EXERCISE BRIEF: From the text on biology careers, write out the part that begins with the words "OK, so you like" and ends with "do they make?".

EXTRACTED TEXT:
####
OK, so you like science, maybe even LOVE biology and know you want to transfer to a university as a Biology Major and complete your bachelor's degree. What's next? What does it mean to "be a scientist"? What other job titles or career options are there? How much money do they make?
Check out the Learn How to Become: Biology Degrees and Careers web site for a ton of info.
In general for Biology majors, there are three major career pathways to typically enter. One is a medical practitioner such as a doctor (vet, pharmacist, etc) where a "professional school" is required after completing a bachelor's degree. One is a career in research science, where typically you work at a university as a professor (and also teach), at a private company in Research and Development (drug discovery at a pharmaceutical company), or work for a government agency (the CDC for example as an epidemic investigator). With a bachelor's degree in these areas, you would work as a technician (doing bench or field work). With a master's degree, you will be more involved in the experimental design, but you won't be running a lab where you are in control of the direction of the projects unless you have a Ph. D. The third career pathway is K-12/community college teacher. A teaching credential or master's degree are required for these jobs, respectively.
####
[Referring expression pointing data]

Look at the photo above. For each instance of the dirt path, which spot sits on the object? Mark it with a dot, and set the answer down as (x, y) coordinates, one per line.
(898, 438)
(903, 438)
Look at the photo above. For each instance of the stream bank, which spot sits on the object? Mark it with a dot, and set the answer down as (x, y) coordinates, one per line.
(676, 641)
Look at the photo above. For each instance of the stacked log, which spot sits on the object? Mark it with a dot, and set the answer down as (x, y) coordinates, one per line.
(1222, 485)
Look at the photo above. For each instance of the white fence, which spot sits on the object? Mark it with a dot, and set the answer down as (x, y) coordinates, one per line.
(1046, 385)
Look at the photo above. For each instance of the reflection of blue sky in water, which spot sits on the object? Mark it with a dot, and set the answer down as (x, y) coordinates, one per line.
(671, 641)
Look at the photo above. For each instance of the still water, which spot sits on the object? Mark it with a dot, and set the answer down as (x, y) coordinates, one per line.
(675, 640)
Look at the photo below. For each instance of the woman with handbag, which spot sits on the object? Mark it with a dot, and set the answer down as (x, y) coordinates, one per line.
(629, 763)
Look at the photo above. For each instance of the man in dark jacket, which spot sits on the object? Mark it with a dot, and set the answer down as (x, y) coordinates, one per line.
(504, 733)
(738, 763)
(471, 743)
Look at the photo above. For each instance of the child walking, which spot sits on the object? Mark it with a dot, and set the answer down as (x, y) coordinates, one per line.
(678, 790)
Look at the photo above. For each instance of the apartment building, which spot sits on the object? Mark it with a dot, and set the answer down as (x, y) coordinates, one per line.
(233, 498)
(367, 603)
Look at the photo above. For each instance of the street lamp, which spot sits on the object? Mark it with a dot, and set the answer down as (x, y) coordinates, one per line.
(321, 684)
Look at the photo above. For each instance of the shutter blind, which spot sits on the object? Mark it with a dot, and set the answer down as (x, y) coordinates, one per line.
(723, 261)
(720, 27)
####
ANSWER SPACE:
OK, so you like science, maybe even LOVE biology and know you want to transfer to a university as a Biology Major and complete your bachelor's degree. What's next? What does it mean to "be a scientist"? What other job titles or career options are there? How much money do they make?